(THE DATA Opens)

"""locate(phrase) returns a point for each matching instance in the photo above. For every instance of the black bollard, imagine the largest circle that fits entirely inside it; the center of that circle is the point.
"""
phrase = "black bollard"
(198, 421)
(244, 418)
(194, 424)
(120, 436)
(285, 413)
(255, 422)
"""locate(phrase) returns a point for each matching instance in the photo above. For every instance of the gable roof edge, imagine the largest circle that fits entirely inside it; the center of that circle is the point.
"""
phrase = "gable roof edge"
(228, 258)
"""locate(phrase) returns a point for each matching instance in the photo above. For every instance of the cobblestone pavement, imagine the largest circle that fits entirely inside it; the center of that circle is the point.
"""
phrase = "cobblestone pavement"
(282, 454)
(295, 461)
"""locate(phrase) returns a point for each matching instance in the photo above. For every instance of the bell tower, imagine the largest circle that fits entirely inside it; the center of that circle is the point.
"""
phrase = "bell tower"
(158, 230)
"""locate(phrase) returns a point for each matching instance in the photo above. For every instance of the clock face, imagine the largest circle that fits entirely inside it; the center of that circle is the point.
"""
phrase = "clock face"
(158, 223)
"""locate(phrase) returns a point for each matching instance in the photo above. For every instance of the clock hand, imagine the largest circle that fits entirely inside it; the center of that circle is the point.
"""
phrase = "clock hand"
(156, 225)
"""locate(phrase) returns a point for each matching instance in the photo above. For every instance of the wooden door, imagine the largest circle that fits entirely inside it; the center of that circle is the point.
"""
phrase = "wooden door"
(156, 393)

(THE DATA Closes)

Report the number of lines, in the entries above, that contain the word "imagine", without any other text.

REPLY TO THE EXERCISE
7